*AIM*.
Copy out exactly every line from the line containing "The function MUST provide one point per instance of the tree" until the records below end, inclusive of both boundary lines.

*MATERIALS PROVIDED*.

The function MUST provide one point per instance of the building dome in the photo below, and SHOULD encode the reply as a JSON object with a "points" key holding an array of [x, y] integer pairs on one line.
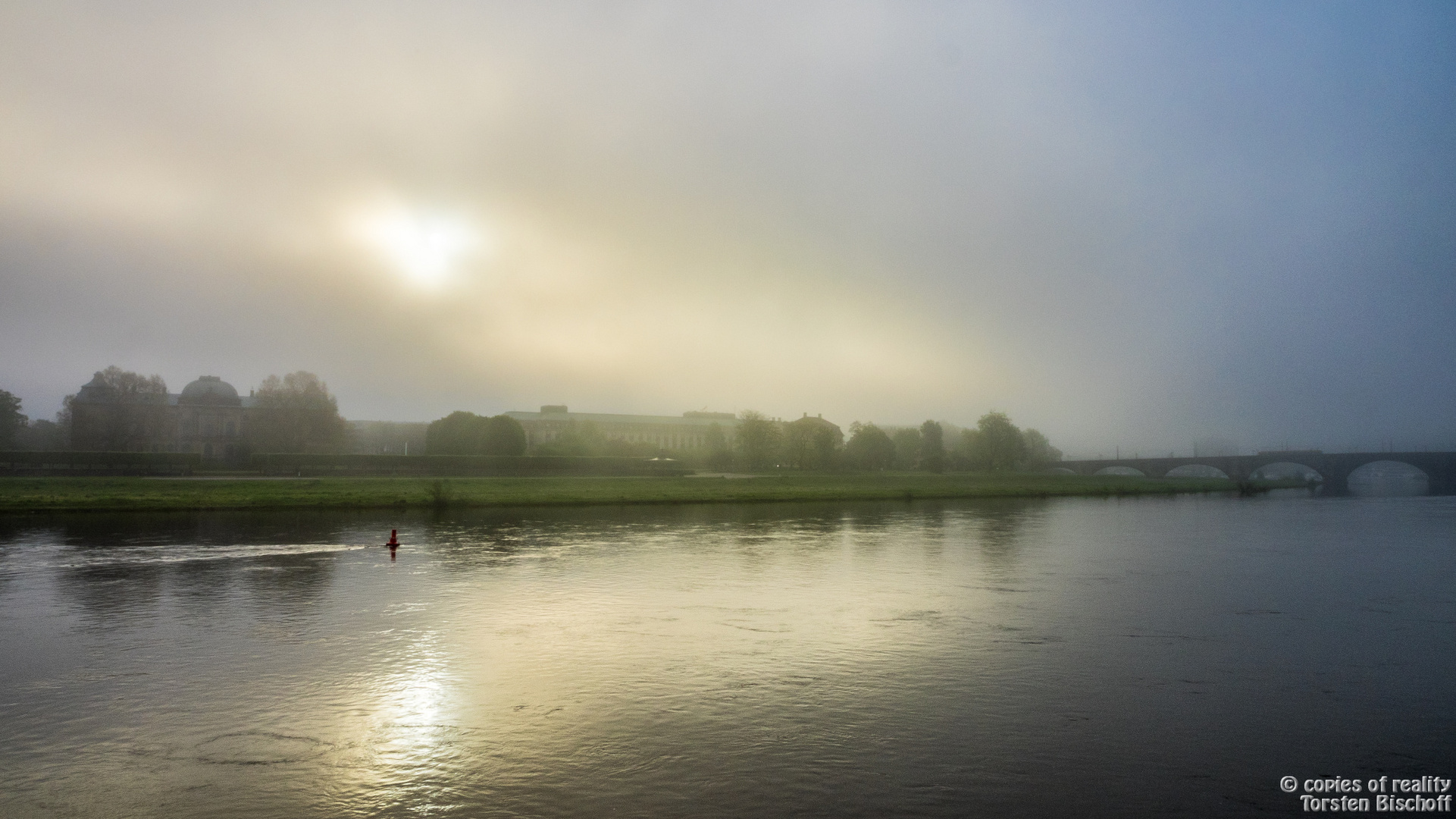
{"points": [[208, 390]]}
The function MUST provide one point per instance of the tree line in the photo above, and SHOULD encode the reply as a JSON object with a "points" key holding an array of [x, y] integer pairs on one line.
{"points": [[995, 445], [292, 413], [296, 413]]}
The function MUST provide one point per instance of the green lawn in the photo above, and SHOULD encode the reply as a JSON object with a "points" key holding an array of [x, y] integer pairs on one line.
{"points": [[55, 494]]}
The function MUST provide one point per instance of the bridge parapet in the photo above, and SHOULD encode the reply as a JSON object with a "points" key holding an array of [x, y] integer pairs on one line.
{"points": [[1332, 466]]}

*RESPONSE*.
The function MUST provide one point per instance of the tree line in the photo above, and SHOULD encode the reply as a JSON object with a "points" key holding an array of [x, y] integer pairs on one line.
{"points": [[995, 445], [292, 413], [296, 413]]}
The function MUST provide one point per instance of the green lawn in the photo above, and SHOULD encode the reply as a JSON object with a "points" key holding an array of [x, y] integer pairs on one line.
{"points": [[55, 494]]}
The function MUST provide one point per instance of the bridge parapet in the photo above, and SHOULD encode the reply as a JSON object with a "points" key holding an array of [x, y] integer pairs on one line.
{"points": [[1332, 466]]}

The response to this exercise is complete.